— BEGIN Excerpted data —

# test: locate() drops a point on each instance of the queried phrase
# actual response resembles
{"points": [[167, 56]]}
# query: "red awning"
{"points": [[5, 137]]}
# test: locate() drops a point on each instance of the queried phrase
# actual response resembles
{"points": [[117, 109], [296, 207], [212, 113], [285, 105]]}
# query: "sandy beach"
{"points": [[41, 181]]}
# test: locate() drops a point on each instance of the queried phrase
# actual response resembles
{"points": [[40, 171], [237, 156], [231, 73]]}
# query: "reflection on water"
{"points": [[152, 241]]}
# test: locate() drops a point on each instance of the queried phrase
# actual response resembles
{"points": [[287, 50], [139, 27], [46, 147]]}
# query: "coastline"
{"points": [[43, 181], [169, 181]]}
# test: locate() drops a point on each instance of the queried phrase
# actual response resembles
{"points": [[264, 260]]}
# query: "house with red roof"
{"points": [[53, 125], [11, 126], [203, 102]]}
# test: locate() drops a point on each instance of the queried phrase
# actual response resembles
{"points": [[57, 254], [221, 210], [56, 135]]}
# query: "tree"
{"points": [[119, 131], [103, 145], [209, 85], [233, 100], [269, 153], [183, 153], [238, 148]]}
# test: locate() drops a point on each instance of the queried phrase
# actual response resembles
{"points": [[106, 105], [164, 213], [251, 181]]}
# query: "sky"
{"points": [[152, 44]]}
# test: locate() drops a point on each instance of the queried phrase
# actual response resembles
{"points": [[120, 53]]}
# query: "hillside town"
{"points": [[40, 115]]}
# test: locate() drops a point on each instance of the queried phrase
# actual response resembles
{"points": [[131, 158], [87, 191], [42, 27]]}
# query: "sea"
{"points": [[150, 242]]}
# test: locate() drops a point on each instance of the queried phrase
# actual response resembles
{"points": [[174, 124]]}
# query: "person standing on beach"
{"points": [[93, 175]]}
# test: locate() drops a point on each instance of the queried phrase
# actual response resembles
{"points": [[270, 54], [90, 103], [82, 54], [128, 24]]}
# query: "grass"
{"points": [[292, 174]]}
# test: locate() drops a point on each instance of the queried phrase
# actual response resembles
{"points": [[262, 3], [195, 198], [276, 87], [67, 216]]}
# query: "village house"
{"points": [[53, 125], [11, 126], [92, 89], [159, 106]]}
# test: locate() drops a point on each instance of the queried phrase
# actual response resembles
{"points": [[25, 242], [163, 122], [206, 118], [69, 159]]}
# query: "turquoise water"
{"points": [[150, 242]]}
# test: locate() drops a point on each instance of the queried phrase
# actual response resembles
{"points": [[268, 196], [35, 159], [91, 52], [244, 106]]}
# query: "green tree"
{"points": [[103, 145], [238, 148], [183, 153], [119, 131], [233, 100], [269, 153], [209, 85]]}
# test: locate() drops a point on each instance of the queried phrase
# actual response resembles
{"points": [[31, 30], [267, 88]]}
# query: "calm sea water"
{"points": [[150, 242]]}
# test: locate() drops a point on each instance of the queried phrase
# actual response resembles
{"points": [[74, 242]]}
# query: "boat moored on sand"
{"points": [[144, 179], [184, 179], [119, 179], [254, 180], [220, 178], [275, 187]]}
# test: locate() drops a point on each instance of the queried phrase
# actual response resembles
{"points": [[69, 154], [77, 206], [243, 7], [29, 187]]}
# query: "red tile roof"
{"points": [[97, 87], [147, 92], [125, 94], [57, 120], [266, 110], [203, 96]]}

— END Excerpted data —

◆ Problem details
Write out every entry again exactly, please, with nothing missing.

◆ Task result
# test: locate() drops a point on each instance of the queried phrase
# actual response resembles
{"points": [[167, 56]]}
# query: "red awning"
{"points": [[5, 137]]}
# test: locate() drops a point on each instance of the queried phrase
# actual response resembles
{"points": [[117, 109], [296, 207], [212, 113], [285, 105]]}
# query: "sandy beach"
{"points": [[41, 181]]}
# test: locate() drops a point on each instance of the queried phrase
# actual response resembles
{"points": [[40, 171], [237, 156], [231, 73]]}
# query: "reflection on water"
{"points": [[152, 241]]}
# test: locate() drops a point on each instance of the queried phrase
# actual response resembles
{"points": [[287, 50], [139, 27], [46, 147]]}
# query: "coastline"
{"points": [[43, 181], [169, 181]]}
# test: locate() drops a point on each instance of the queried phrase
# actual response resembles
{"points": [[264, 260]]}
# query: "house with red roof"
{"points": [[53, 125], [11, 126], [203, 102]]}
# test: locate() drops a point on each instance of the queried phrase
# actual response resembles
{"points": [[57, 254], [221, 210], [56, 135]]}
# query: "tree"
{"points": [[119, 131], [103, 145], [209, 85], [233, 100], [269, 153], [183, 153], [238, 148]]}
# test: locate() drops a point on each instance of the queried phrase
# actual response resembles
{"points": [[106, 105], [164, 213], [251, 181]]}
# query: "sky"
{"points": [[152, 44]]}
# test: locate() drops a point on each instance of the queried phrase
# actual response resembles
{"points": [[120, 53]]}
# query: "hillside town"
{"points": [[40, 115]]}
# test: locate() drops a point on each instance of the queried phrase
# actual response resembles
{"points": [[131, 158], [87, 191], [42, 27]]}
# query: "sea"
{"points": [[150, 242]]}
# test: locate() drops a point on each instance of the queried phrase
# actual response resembles
{"points": [[174, 124]]}
# query: "person standing on beach"
{"points": [[93, 175]]}
# test: locate() drops a point on each instance of the queried phrase
# actual response resembles
{"points": [[270, 54], [90, 103], [82, 54], [128, 24]]}
# query: "grass"
{"points": [[292, 174]]}
# test: locate() drops a point on each instance of the queried phrase
# actual response resembles
{"points": [[262, 3], [195, 198], [276, 87], [67, 216]]}
# query: "village house"
{"points": [[53, 125], [11, 126], [92, 89], [159, 106]]}
# test: locate() drops a point on each instance of the queried phrase
# actual response resembles
{"points": [[25, 242], [163, 122], [206, 118], [69, 159]]}
# query: "turquoise water"
{"points": [[150, 242]]}
# test: locate() drops a point on each instance of the queried phrase
# actual response resembles
{"points": [[268, 196], [35, 159], [91, 52], [244, 106]]}
# query: "green tree"
{"points": [[103, 145], [238, 148], [183, 153], [119, 131], [233, 100], [269, 153], [209, 85]]}
# test: locate() drops a point on each instance of the queried phrase
# actual response resembles
{"points": [[31, 30], [267, 88]]}
# query: "calm sea water"
{"points": [[150, 242]]}
# test: locate() drops a point on each instance of the queried phrase
# actual response resembles
{"points": [[74, 242]]}
# query: "boat moored on sand"
{"points": [[144, 179], [184, 179], [119, 179], [254, 180], [220, 178], [275, 187]]}
# test: locate() drops a point on each instance of the queried phrase
# actual response resembles
{"points": [[69, 154], [77, 206], [243, 7], [29, 187]]}
# query: "red tile roof"
{"points": [[97, 87], [147, 92], [125, 94], [57, 120], [266, 110], [203, 96]]}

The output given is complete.